Short exercise 1
Reproduce the entries word for word, everything from the first line of the extracted records down to the line containing "point(90, 72)", including both of those lines.

Provided passage
========================================
I am using fast-rcnn and try to train the system for new class (label) I followed this: https://github.com/EdisonResearch/fast-rcnn/tree/master/help/train
Placed the images
Placed the annotations
Prepare the ImageSet with all the image name prefix
Prepared selective search output: train.mat
I failed while running the train_net.py with the following error:
./tools/train_net.py --gpu 0 --solver models/VGG_1024_pascal2007/solver.prototxt --imdb voc_2007_train_top_5000
Called with args: Namespace(cfg_file=None, gpu_id=0, imdb_name='voc_2007_train_top_5000', max_iters=40000, pretrained_model=None, randomize=False, solver='models/VGG_1024_pascal2007/solver.prototxt') Using config: {'DEDUP_BOXES': 0.0625, 'EPS': 1e-14, 'EXP_DIR': 'default', 'PIXEL_MEANS': array([[[ 102.9801, 115.9465, 122.7717]]]), 'RNG_SEED': 3, 'ROOT_DIR': '/home/hagay/fast-rcnn', 'TEST': {'BBOX_REG': True,
'MAX_SIZE': 1000,
'NMS': 0.3,
'SCALES': [600],
'SVM': False}, 'TRAIN': {'BATCH_SIZE': 128,
'BBOX_REG': True,
'BBOX_THRESH': 0.5,
'BG_THRESH_HI': 0.5,
'BG_THRESH_LO': 0.1,
'FG_FRACTION': 0.25,
'FG_THRESH': 0.5,
'IMS_PER_BATCH': 2,
'MAX_SIZE': 1000,
'SCALES': [600],
'SNAPSHOT_INFIX': '',
'SNAPSHOT_ITERS': 10000,
'USE_FLIPPED': True,
'USE_PREFETCH': False}} Loaded dataset `voc_2007_train` for training Appending horizontally-flipped training examples... voc_2007_train gt roidb loaded from /home/hagay/fast-rcnn/data/cache/voc_2007_train_gt_roidb.pkl /usr/local/lib/python2.7/dist-packages/numpy/core/fromnumeric.py:2507: VisibleDeprecationWarning: `rank` is deprecated; use the `ndim` attribute or function instead. To find the rank of a matrix see `numpy.linalg.matrix_rank`. VisibleDeprecationWarning) wrote ss roidb to /home/hagay/fast-rcnn/data/cache/voc_2007_train_selective_search_IJCV_top_5000_roidb.pkl Traceback (most recent call last): File "./tools/train_net.py", line 80, in <module>
roidb = get_training_roidb(imdb) File "/home/hagay/fast-rcnn/tools/../lib/fast_rcnn/train.py", line 107, in get_training_roidb
imdb.append_flipped_images() File "/home/hagay/fast-rcnn/tools/../lib/datasets/imdb.py", line 104, in append_flipped_images
assert (boxes[:, 2] >= boxes[:, 0]).all() AssertionError
My Questions is:
- Why am I having this error?
========================================
(Extracted records)

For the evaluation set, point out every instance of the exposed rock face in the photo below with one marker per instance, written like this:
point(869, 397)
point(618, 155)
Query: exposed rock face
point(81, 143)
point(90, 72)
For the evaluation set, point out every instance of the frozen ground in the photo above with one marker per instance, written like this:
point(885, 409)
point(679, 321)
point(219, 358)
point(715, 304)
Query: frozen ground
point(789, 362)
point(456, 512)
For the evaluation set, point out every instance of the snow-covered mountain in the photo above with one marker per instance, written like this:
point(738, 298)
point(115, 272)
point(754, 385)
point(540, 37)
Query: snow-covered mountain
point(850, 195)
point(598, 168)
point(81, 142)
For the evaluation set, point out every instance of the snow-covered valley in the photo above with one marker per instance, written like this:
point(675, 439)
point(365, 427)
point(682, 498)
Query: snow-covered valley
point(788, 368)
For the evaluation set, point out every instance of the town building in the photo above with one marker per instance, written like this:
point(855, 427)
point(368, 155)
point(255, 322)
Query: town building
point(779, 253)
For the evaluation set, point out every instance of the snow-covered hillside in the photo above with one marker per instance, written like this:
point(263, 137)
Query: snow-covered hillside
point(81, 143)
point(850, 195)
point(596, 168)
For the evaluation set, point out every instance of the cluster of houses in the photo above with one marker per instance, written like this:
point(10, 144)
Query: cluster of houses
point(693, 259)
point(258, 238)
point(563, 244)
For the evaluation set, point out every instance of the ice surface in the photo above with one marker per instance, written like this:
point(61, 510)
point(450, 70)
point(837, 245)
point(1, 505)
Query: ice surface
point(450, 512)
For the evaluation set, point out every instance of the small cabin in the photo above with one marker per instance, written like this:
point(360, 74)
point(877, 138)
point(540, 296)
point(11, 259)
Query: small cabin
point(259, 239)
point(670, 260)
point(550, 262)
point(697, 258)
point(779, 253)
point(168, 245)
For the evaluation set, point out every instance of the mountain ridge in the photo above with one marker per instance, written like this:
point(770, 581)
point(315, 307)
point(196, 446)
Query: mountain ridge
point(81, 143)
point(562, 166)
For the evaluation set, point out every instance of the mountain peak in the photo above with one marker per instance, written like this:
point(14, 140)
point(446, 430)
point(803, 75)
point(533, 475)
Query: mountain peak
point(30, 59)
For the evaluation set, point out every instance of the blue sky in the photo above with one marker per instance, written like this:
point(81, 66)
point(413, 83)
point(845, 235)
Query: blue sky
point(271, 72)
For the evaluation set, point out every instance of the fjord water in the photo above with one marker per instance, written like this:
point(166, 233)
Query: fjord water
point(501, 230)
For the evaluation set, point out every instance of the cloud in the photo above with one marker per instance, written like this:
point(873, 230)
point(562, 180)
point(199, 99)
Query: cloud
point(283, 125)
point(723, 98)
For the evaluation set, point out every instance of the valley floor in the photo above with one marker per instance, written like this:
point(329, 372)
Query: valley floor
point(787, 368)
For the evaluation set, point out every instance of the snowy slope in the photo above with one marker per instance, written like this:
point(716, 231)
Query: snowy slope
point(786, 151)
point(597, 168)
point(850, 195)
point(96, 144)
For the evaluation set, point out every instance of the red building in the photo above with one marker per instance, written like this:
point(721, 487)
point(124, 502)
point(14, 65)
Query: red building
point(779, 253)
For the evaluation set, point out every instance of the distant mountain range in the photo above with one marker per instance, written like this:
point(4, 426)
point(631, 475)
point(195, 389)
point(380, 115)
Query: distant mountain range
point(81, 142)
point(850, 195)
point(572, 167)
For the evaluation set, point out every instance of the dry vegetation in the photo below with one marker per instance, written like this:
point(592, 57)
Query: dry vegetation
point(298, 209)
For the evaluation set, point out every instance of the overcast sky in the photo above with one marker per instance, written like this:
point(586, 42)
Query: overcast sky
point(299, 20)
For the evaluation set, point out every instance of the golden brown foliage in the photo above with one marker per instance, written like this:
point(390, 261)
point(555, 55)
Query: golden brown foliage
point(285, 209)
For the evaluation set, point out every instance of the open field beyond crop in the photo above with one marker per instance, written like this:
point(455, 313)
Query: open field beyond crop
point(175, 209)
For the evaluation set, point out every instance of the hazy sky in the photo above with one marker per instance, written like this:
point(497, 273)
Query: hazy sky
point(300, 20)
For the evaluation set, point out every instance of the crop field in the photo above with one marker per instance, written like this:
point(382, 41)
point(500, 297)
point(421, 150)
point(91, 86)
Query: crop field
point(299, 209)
========================================
Short exercise 2
In the post about training fast-rcnn on a new class, what is the name of the file that holds the prepared selective search output?

Worked solution 1
For the evaluation set, point out every instance of the exposed rock face in the photo below with one marker per instance, written like this:
point(869, 397)
point(618, 155)
Query: exposed rock face
point(81, 143)
point(90, 72)

Worked solution 2
train.mat